• What you need to do:
Your reply should be only the number of lines in the material below that include the word "tall".

══════════════════════════════

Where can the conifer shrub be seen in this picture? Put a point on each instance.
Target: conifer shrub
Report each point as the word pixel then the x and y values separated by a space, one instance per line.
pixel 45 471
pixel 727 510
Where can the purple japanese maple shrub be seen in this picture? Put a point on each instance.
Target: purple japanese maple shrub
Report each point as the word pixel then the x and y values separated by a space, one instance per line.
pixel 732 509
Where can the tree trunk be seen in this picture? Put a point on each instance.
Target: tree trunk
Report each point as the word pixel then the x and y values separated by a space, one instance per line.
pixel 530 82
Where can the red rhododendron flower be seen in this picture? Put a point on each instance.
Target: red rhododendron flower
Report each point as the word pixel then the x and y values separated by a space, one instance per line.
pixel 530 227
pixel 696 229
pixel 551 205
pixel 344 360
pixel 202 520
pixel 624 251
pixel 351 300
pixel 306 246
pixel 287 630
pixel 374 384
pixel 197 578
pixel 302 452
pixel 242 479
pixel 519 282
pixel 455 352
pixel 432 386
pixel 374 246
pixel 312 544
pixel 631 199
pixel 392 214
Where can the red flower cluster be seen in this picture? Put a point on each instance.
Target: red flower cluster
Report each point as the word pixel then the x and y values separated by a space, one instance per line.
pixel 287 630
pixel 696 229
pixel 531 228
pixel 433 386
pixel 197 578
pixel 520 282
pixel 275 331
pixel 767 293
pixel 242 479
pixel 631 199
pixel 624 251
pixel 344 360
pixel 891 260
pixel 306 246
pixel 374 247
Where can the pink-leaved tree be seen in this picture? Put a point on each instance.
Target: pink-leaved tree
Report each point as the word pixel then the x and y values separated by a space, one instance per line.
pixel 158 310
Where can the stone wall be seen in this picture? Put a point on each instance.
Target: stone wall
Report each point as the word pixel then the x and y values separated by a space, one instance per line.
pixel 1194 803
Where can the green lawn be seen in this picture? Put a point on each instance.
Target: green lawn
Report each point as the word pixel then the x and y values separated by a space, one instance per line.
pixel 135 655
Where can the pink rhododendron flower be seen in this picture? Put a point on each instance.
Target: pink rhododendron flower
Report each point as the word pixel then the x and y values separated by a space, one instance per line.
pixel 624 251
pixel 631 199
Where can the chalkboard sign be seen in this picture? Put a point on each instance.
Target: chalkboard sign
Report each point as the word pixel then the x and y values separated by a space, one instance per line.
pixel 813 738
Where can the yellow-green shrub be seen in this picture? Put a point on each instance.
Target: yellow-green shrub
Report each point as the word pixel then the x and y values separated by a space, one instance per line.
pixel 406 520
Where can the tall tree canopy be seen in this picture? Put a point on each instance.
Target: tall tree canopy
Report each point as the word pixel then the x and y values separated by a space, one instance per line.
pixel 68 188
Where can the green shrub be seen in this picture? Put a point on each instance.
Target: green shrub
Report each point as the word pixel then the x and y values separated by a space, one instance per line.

══════════════════════════════

• Answer section:
2